DIRECTIVE: Please rewrite the lines as a Markdown table with two columns, Row and Line, where Row is a running number and Line holds the line itself. Leave out blank lines, beginning at the line that contains "Tell me — is the necktie" and continuing through the final line.

— Start of DATA SECTION —

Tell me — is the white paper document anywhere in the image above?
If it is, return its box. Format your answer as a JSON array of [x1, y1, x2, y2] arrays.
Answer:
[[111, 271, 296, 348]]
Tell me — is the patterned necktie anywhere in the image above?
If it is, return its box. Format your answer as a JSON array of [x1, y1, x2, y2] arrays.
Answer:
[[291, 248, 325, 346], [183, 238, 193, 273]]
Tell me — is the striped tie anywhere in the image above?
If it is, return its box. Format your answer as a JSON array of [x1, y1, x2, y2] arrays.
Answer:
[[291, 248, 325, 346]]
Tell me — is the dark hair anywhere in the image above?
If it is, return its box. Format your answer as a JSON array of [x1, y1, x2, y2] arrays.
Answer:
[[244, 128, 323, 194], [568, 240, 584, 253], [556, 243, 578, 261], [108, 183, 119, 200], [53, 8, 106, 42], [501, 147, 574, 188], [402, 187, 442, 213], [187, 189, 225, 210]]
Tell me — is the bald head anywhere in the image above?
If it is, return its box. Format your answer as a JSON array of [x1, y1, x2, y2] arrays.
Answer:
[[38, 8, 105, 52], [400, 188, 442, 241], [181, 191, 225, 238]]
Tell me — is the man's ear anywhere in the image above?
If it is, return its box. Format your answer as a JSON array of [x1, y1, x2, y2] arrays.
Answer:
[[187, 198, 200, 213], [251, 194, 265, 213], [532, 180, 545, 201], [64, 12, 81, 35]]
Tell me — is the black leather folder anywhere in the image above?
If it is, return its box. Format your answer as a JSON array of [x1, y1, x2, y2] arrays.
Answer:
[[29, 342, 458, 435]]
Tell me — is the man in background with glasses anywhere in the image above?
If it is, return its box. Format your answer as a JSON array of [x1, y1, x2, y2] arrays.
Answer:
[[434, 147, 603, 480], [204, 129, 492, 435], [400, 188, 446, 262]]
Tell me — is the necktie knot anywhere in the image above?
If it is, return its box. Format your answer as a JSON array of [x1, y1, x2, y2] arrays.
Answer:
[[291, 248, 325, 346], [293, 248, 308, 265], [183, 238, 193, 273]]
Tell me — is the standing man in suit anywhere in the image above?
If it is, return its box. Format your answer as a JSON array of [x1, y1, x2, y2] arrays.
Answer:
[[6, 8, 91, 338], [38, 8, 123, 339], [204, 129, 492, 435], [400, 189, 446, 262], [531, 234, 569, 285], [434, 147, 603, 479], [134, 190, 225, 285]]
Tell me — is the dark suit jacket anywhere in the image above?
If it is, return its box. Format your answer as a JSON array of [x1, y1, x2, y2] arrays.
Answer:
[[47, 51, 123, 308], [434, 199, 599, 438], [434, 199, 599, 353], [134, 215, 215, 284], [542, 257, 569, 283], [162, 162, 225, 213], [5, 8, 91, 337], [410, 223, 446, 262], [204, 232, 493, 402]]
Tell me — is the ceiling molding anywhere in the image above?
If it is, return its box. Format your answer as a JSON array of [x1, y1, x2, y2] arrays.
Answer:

— End of DATA SECTION —

OUTPUT OF THE EXERCISE:
| Row | Line |
|---|---|
| 1 | Tell me — is the necktie knot anywhere in the image above? |
| 2 | If it is, return its box. Format your answer as a JSON array of [x1, y1, x2, y2] arrays. |
| 3 | Answer: |
| 4 | [[291, 248, 325, 346], [293, 248, 308, 265], [183, 238, 193, 273]] |
| 5 | Tell me — is the standing man in suit anywhere in the image above? |
| 6 | If it is, return its box. Format your answer as a JSON array of [x1, y1, x2, y2] arrays. |
| 7 | Answer: |
| 8 | [[6, 8, 91, 338], [38, 8, 123, 339], [204, 129, 492, 435], [400, 189, 446, 262], [531, 234, 569, 285], [434, 147, 603, 479], [134, 190, 225, 285]] |
| 9 | Tell me — is the dark suit jacket anywhere in the image above? |
| 10 | If it is, return its box. Format your answer as a JSON array of [x1, y1, x2, y2] arrays. |
| 11 | Answer: |
| 12 | [[47, 51, 123, 308], [434, 199, 599, 438], [434, 199, 599, 353], [134, 215, 215, 284], [542, 257, 569, 283], [162, 162, 225, 213], [5, 8, 91, 337], [410, 223, 446, 262], [204, 232, 493, 402]] |
| 13 | Tell me — is the ceiling molding anywhere in the image above? |
| 14 | If it is, return its box. Format your answer as a JSON array of [x1, y1, x2, y2] arrays. |
| 15 | Answer: |